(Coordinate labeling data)

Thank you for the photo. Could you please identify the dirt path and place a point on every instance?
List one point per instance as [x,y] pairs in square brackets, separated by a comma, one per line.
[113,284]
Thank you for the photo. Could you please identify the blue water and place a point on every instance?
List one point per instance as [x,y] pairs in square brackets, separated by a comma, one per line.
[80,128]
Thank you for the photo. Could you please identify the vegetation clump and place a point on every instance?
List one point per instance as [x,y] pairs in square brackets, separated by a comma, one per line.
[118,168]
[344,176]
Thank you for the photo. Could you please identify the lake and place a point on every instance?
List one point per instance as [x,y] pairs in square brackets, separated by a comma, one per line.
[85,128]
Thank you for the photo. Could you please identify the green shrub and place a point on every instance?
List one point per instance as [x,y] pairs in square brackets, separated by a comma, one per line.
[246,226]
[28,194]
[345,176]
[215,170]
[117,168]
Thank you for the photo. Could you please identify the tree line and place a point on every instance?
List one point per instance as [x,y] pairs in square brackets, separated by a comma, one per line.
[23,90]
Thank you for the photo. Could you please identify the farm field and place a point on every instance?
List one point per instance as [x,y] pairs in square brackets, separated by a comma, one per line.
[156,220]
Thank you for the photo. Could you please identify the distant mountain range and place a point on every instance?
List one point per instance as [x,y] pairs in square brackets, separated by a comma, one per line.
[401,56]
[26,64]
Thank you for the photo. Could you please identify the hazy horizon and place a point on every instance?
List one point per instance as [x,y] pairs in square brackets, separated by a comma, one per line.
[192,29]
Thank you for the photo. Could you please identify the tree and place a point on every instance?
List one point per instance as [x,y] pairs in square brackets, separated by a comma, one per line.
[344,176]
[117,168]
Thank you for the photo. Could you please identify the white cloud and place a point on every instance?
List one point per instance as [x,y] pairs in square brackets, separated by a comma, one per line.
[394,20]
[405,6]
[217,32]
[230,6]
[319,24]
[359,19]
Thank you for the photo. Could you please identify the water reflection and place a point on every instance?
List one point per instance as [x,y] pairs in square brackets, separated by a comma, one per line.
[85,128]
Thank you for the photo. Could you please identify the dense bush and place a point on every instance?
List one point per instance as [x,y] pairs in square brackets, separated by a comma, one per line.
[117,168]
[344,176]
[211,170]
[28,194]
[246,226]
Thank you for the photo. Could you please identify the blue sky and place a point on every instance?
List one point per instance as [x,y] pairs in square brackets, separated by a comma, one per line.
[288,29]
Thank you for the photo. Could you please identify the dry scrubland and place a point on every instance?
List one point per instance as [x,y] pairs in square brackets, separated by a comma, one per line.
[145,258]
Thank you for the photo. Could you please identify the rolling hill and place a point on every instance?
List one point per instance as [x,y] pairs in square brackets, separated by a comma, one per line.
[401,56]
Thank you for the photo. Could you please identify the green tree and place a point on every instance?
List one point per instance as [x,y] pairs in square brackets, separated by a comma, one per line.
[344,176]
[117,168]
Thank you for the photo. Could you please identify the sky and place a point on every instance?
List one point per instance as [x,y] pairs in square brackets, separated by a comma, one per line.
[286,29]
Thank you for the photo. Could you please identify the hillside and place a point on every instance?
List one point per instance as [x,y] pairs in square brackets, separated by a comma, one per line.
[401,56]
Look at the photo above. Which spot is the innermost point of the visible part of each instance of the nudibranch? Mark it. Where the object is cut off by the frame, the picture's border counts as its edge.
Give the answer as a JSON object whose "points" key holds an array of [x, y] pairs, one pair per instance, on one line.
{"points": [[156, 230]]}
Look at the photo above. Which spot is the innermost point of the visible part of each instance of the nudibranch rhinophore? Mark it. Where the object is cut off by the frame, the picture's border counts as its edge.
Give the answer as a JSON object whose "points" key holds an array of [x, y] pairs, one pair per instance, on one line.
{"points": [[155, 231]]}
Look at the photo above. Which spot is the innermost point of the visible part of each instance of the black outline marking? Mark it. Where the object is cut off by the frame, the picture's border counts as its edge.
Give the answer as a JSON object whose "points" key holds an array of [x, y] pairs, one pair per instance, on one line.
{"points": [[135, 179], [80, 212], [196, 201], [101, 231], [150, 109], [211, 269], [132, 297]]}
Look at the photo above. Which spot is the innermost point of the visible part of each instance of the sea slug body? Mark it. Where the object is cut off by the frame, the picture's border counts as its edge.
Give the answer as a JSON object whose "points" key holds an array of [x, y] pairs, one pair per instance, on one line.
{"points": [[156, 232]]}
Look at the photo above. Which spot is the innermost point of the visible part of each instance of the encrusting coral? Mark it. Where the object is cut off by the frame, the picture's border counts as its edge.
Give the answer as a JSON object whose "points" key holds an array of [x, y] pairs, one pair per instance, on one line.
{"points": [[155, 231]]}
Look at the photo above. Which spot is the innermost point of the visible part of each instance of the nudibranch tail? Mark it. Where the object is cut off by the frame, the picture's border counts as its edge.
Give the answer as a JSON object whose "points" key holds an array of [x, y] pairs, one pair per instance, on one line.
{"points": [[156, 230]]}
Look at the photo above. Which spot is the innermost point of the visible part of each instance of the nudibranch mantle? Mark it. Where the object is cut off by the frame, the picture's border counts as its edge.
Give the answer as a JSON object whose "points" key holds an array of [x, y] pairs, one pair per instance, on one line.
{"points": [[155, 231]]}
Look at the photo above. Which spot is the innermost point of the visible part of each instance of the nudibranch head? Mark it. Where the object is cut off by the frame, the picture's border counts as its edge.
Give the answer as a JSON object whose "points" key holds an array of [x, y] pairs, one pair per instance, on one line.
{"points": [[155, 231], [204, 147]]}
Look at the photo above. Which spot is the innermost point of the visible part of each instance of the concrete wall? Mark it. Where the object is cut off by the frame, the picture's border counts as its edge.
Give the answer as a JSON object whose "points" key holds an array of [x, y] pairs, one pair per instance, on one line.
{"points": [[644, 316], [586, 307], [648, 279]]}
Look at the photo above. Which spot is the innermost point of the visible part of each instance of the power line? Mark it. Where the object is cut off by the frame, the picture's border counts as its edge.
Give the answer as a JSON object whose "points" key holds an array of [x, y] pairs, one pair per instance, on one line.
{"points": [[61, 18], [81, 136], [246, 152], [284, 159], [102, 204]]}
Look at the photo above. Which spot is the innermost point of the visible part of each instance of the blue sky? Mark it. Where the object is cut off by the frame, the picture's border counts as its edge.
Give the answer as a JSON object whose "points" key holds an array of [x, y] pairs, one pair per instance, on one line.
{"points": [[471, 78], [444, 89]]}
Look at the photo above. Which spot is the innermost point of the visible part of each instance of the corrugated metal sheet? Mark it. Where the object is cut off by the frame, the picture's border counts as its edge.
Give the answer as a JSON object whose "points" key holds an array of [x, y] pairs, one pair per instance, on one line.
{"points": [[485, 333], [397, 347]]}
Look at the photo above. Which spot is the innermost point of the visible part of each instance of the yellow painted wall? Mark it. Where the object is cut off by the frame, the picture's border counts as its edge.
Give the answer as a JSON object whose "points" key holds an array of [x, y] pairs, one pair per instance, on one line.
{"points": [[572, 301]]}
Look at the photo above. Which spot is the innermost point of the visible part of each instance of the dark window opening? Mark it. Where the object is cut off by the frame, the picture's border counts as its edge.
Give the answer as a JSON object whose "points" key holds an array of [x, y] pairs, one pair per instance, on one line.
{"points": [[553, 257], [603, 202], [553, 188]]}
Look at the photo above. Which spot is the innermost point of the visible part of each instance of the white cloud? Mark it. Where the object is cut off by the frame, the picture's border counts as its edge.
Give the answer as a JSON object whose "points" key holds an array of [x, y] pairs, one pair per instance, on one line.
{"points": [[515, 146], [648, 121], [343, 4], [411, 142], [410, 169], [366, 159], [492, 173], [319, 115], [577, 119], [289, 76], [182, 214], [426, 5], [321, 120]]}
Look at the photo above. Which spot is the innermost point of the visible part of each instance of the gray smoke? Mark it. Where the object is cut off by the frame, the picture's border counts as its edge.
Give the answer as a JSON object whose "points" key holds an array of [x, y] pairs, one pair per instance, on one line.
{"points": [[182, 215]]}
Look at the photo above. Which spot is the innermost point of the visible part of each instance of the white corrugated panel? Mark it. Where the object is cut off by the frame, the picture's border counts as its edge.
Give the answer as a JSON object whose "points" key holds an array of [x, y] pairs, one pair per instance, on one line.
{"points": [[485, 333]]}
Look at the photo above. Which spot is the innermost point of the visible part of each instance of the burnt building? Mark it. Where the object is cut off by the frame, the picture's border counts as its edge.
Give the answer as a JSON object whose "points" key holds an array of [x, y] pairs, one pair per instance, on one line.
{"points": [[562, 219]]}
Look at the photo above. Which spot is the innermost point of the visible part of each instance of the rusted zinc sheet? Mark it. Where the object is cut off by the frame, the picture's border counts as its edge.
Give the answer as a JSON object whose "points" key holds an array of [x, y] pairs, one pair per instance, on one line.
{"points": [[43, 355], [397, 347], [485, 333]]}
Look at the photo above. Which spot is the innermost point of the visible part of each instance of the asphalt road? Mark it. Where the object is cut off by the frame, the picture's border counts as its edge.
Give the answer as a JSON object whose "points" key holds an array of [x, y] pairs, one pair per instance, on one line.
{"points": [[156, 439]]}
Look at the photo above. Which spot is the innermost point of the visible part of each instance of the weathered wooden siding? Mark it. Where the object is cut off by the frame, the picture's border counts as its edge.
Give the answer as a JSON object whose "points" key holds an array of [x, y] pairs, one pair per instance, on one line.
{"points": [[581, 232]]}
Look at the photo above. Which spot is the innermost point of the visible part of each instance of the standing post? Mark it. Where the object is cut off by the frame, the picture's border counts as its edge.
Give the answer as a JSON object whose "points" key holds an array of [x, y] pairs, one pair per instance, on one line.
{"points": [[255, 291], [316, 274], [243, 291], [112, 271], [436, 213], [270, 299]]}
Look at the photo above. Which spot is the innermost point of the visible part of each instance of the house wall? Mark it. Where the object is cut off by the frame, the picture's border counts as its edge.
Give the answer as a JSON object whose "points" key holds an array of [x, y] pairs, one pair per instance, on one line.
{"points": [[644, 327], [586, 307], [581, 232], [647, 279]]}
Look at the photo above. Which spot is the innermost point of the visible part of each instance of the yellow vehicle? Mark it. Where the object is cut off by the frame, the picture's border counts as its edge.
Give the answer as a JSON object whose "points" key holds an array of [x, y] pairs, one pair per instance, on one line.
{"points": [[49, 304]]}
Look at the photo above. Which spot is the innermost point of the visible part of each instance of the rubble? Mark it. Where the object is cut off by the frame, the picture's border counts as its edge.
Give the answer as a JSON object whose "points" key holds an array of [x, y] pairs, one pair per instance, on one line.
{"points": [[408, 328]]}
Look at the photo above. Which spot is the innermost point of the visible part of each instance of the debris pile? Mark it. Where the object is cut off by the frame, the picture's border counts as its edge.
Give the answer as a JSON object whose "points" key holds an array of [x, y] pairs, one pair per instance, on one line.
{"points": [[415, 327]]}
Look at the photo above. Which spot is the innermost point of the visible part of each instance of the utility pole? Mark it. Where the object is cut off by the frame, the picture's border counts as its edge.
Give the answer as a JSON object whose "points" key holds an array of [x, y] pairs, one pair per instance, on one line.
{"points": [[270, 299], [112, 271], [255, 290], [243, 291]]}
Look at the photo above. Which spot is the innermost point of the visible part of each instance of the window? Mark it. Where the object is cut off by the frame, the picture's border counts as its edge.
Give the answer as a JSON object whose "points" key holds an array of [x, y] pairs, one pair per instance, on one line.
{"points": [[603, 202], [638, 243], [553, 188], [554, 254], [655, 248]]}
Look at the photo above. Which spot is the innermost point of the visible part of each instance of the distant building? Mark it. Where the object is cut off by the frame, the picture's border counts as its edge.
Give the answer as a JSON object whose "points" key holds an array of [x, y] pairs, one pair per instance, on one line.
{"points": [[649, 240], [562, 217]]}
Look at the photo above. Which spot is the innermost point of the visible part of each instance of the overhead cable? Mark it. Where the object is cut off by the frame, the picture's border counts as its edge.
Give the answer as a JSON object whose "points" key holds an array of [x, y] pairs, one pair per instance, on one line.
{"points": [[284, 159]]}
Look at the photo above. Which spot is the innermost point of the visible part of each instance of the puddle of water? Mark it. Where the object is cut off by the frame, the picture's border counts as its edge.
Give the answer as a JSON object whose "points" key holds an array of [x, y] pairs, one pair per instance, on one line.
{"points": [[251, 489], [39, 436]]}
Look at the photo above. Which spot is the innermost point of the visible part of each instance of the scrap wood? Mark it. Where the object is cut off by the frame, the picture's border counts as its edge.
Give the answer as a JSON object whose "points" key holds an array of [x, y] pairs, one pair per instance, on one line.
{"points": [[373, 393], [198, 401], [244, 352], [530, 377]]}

TASK GOAL:
Please copy the listing word for word, starting at the line containing "of the scrap" and continuing through its final line.

TASK SOLUTION:
Look at the photo above. Which spot is the innermost point of the visible part of each instance of the scrap wood? Mark it. Where the object is cut off by the frame, the picture's border counts as its edge.
Give the answer as a JSON object whose "points" key holds an array of [x, y] pairs, one pair per instance, on one line.
{"points": [[373, 393], [198, 401], [244, 352], [530, 377]]}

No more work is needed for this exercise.